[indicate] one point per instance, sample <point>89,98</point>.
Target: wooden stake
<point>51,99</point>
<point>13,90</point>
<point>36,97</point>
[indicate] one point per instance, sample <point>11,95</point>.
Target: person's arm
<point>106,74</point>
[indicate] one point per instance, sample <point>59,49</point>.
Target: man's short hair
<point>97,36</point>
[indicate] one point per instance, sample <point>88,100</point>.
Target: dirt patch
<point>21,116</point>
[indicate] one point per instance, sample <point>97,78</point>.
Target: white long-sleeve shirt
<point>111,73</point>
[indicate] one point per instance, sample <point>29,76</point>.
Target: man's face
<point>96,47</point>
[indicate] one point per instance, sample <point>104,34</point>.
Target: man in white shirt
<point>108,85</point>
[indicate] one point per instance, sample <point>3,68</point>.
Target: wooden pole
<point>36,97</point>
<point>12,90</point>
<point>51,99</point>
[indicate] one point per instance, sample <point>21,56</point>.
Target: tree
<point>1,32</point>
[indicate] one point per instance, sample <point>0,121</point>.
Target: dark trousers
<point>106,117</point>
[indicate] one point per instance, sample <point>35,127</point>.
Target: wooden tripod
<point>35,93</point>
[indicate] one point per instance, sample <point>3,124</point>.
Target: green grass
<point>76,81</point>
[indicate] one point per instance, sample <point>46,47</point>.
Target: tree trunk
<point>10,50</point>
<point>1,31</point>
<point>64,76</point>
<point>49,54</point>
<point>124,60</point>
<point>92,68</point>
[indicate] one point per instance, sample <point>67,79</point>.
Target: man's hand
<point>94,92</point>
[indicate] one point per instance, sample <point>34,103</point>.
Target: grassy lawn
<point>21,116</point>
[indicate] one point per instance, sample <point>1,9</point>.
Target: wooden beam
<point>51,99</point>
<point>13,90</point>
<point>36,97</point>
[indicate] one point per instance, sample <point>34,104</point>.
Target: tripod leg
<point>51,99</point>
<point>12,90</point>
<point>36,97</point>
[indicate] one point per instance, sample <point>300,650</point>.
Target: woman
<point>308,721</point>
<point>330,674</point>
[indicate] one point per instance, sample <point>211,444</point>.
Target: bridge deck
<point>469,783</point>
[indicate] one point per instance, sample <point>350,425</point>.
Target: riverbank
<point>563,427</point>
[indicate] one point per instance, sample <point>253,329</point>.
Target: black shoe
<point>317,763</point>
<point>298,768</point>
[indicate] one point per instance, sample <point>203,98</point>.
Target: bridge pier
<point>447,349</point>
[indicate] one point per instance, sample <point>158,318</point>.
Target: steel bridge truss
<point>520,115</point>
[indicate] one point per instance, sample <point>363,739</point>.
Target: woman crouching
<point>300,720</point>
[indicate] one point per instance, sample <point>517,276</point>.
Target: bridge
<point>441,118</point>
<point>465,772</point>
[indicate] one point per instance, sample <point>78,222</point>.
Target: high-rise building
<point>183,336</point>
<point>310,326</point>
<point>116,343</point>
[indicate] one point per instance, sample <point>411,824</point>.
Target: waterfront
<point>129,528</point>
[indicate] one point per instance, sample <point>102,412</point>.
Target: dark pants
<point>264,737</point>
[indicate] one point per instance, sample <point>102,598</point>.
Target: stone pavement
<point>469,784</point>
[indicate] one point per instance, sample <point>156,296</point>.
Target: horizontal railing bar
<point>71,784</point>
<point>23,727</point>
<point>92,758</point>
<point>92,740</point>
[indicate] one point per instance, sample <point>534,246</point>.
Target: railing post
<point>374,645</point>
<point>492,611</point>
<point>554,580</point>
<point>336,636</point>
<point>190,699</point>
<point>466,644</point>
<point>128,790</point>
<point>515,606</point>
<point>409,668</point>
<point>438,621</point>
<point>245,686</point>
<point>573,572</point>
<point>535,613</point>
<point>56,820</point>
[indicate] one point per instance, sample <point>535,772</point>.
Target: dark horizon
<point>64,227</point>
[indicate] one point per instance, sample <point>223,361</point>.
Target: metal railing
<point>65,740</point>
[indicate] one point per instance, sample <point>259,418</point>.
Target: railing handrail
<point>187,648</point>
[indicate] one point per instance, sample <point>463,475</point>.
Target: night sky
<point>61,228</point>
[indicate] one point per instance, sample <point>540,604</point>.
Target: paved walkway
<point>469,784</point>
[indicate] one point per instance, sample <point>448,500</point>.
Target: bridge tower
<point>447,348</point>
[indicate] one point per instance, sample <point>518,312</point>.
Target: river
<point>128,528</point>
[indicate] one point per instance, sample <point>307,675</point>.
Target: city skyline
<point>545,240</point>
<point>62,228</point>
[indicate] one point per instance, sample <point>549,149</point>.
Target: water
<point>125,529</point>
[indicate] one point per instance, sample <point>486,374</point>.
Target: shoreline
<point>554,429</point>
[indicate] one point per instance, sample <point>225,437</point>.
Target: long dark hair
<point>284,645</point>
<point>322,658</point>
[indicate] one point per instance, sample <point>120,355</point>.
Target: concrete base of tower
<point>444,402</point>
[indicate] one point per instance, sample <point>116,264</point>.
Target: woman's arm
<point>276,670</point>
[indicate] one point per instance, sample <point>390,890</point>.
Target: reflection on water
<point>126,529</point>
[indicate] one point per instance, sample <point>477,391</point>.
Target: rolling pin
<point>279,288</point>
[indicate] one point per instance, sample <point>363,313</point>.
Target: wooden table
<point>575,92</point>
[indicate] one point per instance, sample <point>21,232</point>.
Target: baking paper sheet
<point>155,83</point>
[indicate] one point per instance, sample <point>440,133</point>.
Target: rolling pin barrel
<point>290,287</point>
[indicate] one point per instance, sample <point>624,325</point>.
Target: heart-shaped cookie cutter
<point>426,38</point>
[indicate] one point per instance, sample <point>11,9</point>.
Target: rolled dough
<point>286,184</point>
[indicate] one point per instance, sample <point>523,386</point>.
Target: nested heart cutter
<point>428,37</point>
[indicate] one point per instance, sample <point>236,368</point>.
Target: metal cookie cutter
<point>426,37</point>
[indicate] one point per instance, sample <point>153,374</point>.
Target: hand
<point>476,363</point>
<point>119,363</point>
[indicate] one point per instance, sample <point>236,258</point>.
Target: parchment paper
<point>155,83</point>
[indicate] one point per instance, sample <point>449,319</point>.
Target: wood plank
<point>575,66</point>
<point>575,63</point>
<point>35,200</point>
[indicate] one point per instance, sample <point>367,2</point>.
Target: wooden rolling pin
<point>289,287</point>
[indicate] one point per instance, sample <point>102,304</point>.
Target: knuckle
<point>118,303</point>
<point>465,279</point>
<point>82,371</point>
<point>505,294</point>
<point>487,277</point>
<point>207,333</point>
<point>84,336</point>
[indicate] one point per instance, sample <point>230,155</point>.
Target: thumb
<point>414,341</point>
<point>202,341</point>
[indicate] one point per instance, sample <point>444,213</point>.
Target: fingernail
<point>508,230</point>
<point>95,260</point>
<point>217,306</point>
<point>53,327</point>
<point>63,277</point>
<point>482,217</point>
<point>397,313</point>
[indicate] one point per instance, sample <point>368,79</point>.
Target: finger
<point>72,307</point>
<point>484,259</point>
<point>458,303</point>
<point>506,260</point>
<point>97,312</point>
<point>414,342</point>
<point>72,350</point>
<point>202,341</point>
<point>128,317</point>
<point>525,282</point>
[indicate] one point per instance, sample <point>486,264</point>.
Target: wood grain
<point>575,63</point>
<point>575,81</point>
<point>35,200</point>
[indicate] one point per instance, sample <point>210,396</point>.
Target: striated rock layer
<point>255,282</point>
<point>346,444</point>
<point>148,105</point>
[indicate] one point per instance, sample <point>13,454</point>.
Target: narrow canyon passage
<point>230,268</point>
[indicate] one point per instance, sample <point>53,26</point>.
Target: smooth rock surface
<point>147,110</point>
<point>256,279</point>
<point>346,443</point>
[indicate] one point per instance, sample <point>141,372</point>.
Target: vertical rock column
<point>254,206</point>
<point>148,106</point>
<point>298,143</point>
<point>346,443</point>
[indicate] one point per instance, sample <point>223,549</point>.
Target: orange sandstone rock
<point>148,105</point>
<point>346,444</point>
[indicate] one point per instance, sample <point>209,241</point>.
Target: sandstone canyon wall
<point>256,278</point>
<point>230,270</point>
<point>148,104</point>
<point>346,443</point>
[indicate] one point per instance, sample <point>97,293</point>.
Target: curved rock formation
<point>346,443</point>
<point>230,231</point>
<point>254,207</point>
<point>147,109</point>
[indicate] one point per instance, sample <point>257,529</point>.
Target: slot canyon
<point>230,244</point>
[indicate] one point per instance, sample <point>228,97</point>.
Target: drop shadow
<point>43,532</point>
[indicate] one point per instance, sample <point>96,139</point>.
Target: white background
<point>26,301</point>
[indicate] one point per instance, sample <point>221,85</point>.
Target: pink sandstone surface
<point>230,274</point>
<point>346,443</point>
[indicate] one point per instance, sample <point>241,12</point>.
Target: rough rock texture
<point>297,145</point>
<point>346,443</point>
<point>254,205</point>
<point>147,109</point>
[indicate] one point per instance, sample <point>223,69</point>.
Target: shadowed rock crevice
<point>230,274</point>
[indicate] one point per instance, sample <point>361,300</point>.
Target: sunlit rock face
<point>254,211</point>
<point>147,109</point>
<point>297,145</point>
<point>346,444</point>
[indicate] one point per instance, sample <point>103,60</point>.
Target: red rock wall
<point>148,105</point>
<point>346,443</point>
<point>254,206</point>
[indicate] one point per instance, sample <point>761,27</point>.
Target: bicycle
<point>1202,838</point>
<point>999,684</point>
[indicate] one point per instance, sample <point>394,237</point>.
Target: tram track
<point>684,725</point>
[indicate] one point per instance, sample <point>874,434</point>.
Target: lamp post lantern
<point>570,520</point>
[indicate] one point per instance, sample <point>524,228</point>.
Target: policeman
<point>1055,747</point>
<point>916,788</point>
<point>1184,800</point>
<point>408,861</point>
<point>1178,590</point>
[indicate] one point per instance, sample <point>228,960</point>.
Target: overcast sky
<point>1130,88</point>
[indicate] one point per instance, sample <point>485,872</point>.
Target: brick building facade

• • •

> [Work required]:
Copy the entries from the line with "[indicate] one point per instance, sample <point>103,60</point>." to the line with "<point>1178,590</point>", changing "policeman" to "police officer" and leaving everything else as it is.

> [The answer]:
[indicate] one point per instance, sample <point>103,60</point>.
Target: red rock wall
<point>148,105</point>
<point>346,443</point>
<point>254,206</point>
[indicate] one point per instance, sample <point>761,27</point>.
Target: bicycle
<point>1202,838</point>
<point>999,684</point>
[indicate] one point per instance, sample <point>394,237</point>.
Target: tram track
<point>684,725</point>
[indicate] one point per instance, sample <point>874,434</point>.
Target: lamp post lantern
<point>570,520</point>
[indicate] one point per instance, sample <point>524,228</point>.
Target: police officer
<point>1055,747</point>
<point>916,788</point>
<point>1184,800</point>
<point>408,861</point>
<point>1178,590</point>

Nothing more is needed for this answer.